Direction: Output every line of the data below verbatim, with no changes of any kind.

Data section:
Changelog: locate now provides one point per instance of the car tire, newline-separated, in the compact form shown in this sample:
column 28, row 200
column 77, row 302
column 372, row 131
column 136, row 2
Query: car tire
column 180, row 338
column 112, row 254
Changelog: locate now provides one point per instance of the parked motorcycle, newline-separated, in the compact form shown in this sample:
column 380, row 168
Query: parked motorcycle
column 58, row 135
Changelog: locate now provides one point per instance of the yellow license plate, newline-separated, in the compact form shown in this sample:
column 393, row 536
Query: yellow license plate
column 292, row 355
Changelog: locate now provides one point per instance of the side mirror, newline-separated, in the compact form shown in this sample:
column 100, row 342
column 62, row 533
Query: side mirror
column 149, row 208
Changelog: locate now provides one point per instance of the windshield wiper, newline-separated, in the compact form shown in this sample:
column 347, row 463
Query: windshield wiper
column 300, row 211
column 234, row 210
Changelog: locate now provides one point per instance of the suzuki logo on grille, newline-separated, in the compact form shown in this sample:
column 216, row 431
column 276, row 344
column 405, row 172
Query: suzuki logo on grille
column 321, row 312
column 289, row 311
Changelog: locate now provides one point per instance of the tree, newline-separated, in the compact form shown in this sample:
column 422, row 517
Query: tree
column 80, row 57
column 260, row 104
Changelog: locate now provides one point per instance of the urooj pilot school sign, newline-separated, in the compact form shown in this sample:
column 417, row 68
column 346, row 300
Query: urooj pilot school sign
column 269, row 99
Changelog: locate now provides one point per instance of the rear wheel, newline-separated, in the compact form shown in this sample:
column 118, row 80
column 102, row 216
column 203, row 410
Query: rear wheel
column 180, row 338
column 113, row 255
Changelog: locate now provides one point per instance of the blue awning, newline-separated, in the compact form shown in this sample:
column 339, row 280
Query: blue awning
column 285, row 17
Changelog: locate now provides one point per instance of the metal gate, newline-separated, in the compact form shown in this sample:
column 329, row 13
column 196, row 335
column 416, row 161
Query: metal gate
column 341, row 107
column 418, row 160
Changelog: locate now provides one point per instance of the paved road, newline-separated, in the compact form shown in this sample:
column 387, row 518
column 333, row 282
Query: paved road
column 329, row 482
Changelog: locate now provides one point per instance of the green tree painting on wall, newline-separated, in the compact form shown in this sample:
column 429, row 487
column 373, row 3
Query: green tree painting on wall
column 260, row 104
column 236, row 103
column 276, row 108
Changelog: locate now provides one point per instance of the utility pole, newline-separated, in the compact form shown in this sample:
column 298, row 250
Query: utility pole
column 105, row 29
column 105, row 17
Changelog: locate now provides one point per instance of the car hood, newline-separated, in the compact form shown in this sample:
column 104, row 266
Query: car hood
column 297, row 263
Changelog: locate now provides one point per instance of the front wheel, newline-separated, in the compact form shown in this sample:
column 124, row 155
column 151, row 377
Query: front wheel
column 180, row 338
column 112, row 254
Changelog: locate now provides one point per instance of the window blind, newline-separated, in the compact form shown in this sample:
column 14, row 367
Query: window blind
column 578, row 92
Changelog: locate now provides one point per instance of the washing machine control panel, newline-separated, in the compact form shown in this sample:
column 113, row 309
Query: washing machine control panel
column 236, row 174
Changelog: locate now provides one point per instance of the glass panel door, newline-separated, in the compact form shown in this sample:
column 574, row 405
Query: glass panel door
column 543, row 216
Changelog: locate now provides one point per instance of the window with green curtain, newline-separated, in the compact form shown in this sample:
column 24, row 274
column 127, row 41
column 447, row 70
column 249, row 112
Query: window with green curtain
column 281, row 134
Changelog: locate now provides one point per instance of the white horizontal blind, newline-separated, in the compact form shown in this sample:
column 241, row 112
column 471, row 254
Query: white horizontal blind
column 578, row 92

Exercise result:
Changelog: locate now provides one point per instance of the car tire, newline-separated, in the compact form shown in this sample:
column 28, row 200
column 77, row 302
column 372, row 131
column 136, row 2
Query: car tire
column 180, row 338
column 112, row 254
Changelog: locate now provides one point per instance of the parked motorcycle, newline-separated, in the compact form shown in this sample:
column 380, row 168
Query: parked motorcycle
column 58, row 135
Changelog: locate now provides one point per instance of the yellow license plate, newline-separated, in the compact form shown in this sample:
column 393, row 536
Query: yellow license plate
column 292, row 355
Changelog: locate now provides one point per instance of the side mirror, newline-separated, in the compact form shown in this sample:
column 100, row 342
column 62, row 533
Query: side mirror
column 149, row 208
Changelog: locate now provides one point per instance of the windshield wiper, newline-separated, in the compact form shown in this sample:
column 347, row 463
Query: windshield wiper
column 300, row 211
column 234, row 210
Changelog: locate now provides one point per instance of the suzuki logo on grille, newline-separated, in the compact form shown in this sample:
column 216, row 431
column 276, row 344
column 405, row 172
Query: suzuki logo on grille
column 321, row 312
column 289, row 311
Changelog: locate now provides one point per instance of the tree, newline-separated, in the compact form shown in this sample:
column 422, row 517
Query: tree
column 80, row 57
column 260, row 104
Changelog: locate now provides one point per instance of the urooj pilot school sign, newline-separated, in the compact form shown in this sample:
column 417, row 68
column 346, row 300
Query: urooj pilot school sign
column 269, row 99
Changelog: locate now provides one point per instance of the rear wheel, newline-separated, in the compact form shown in this sample:
column 118, row 80
column 102, row 216
column 203, row 410
Query: rear wheel
column 180, row 338
column 113, row 255
Changelog: locate now provides one point per instance of the blue awning, newline-separated, in the compact form shown in this sample:
column 339, row 280
Query: blue awning
column 285, row 17
Changelog: locate now provides one point per instance of the metal gate, newline-separated, in the compact form shown in this sample:
column 329, row 13
column 196, row 335
column 416, row 161
Query: metal gate
column 341, row 107
column 418, row 160
Changelog: locate now provides one point per instance of the paved road, newline-separated, in the compact form shown in this sample:
column 387, row 518
column 333, row 282
Query: paved road
column 329, row 482
Changelog: locate now provides one point per instance of the green tree painting on wall, newline-separated, in the compact form shown in this sample:
column 429, row 487
column 373, row 3
Query: green tree painting on wall
column 260, row 104
column 236, row 103
column 276, row 108
Changelog: locate now provides one point per instance of the utility pole, newline-separated, in the compact form shown in this sample:
column 298, row 250
Query: utility pole
column 105, row 29
column 105, row 17
Changelog: locate now provides one point per instance of the car hood, newline-separated, in the compact form shown in this sample:
column 104, row 266
Query: car hood
column 297, row 263
Changelog: locate now provides one point per instance of the front wheel, newline-separated, in the compact form shown in this sample:
column 124, row 155
column 151, row 377
Query: front wheel
column 180, row 338
column 112, row 254
Changelog: locate now provides one point per instance of the window blind, newline-separated, in the compact form shown in this sample:
column 14, row 367
Query: window blind
column 578, row 92
Changelog: locate now provides one point per instance of the washing machine control panel, newline-separated, in the compact form shown in this sample:
column 113, row 309
Query: washing machine control panel
column 236, row 174
Changelog: locate now provides one point per instance of the glass panel door, newline-separated, in the compact form shown in this sample:
column 574, row 405
Query: glass panel door
column 543, row 216
Changelog: locate now provides one point per instance of the window with green curtain, newline-separated, in the compact form shown in this sample:
column 24, row 274
column 127, row 41
column 447, row 70
column 249, row 112
Query: window with green curtain
column 281, row 134
Changelog: locate now provides one point per instance of the white horizontal blind, newline-separated, in the compact form shown in this sample:
column 241, row 112
column 471, row 254
Query: white horizontal blind
column 578, row 92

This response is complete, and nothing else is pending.